### Task instructions
Your reply should reproduce each entry exactly and contain no pictures.

(Saved entries)
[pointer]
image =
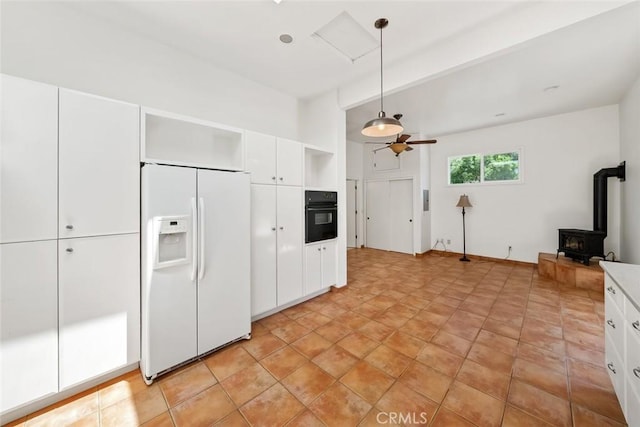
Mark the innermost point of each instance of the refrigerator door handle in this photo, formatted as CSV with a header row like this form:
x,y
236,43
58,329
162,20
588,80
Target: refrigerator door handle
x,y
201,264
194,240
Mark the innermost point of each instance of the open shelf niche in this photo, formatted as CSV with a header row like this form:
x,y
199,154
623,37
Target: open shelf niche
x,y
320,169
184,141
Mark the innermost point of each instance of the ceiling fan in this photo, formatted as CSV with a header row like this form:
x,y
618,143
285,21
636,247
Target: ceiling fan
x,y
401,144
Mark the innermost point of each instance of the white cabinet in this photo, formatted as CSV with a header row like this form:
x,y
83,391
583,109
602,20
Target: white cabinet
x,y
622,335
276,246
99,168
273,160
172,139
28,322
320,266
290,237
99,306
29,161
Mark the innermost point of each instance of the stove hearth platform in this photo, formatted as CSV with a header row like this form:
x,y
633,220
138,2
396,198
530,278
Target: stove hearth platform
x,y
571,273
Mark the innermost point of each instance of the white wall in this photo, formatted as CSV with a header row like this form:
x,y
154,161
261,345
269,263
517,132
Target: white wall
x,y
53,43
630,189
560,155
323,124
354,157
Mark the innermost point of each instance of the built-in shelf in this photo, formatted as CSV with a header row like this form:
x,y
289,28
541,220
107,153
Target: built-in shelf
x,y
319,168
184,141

### Problem solution
[pointer]
image =
Mark the innermost point of each instance of the refrigerator door handle in this photo, formatted as CSV with a header row like this form:
x,y
236,43
58,329
162,20
588,80
Target: refrigerator door handle
x,y
201,264
194,240
Mark the innermost point of each instance of the open shelf niche in this photo, formatted as CSV with a header row like this form:
x,y
199,154
623,37
Target: open shelf niche
x,y
320,169
184,141
Mark the innermost point of each instance of the ceiling fan in this photo, formatted as CSV with a header row like this form:
x,y
618,143
285,21
636,247
Target: ceiling fan
x,y
401,144
Mark the innermost point of each instance of the white cabinet in this photo, formatted as CSV with a header row like this form:
x,y
83,391
583,109
602,20
Target: white cabinet
x,y
622,335
276,246
99,168
273,160
172,139
28,322
320,266
290,237
99,306
29,161
Mark the innermost point of each instance of the stove hearth platform in this photo, formatted as CSV with a header row like this form:
x,y
633,220
138,2
396,198
530,278
Target: stove hearth platform
x,y
571,273
Mark the innermost point of each instance of the white wall in this photo, formatted as CSV with a header row like this form:
x,y
154,161
261,345
269,263
517,132
Target: white wall
x,y
53,43
630,189
560,155
323,124
354,157
Mark the innermost point of each instance of the built-in shelf in this photo, formatted as CSV with a header row like this form:
x,y
289,28
541,220
107,153
Target: built-in shelf
x,y
319,168
184,141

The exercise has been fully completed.